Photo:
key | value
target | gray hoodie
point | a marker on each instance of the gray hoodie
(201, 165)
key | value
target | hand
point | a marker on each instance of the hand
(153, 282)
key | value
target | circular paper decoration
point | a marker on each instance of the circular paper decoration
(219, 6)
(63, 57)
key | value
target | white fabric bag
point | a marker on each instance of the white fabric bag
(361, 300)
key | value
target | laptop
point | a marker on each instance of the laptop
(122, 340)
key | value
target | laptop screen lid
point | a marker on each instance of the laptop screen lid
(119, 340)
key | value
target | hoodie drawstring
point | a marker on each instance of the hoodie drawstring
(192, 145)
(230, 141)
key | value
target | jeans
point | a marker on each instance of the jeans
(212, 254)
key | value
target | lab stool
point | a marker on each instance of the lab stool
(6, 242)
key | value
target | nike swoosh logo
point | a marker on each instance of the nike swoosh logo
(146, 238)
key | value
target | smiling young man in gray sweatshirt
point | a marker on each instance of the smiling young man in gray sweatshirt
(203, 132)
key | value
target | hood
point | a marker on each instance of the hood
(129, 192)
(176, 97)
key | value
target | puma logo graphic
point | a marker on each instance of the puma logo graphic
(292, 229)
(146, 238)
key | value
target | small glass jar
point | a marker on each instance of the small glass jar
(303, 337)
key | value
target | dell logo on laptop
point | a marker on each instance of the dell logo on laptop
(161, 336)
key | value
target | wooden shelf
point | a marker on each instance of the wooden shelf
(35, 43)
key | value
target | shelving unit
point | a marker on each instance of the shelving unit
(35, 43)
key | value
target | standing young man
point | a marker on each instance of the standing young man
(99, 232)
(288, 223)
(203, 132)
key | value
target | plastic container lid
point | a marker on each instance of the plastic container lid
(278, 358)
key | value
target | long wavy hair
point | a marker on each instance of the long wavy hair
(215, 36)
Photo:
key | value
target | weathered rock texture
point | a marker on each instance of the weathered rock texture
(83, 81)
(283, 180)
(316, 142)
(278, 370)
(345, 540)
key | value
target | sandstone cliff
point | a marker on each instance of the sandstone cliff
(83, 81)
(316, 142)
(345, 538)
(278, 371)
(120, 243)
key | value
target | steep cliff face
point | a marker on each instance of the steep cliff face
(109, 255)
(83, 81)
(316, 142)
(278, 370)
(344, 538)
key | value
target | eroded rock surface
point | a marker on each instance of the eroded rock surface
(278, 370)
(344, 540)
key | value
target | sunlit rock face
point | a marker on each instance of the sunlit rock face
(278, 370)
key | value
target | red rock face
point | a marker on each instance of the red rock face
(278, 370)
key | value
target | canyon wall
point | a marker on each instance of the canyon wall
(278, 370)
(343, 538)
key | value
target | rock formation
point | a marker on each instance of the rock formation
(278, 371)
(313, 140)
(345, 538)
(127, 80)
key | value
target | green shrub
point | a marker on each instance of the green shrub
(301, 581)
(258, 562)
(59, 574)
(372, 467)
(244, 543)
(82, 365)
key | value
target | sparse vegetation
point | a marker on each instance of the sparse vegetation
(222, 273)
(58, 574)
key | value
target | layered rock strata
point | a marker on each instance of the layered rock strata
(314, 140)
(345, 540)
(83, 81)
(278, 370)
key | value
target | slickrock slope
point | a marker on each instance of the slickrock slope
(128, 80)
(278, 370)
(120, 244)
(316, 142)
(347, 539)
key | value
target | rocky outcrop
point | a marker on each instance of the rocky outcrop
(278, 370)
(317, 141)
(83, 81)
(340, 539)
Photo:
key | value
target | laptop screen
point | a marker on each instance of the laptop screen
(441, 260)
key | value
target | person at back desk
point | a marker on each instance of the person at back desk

_ _ _

WORK REQUIRED:
Show the lines where the word "back" appears in the entries.

ANSWER SECTION:
target | person at back desk
point | a marker on each instance of the person at back desk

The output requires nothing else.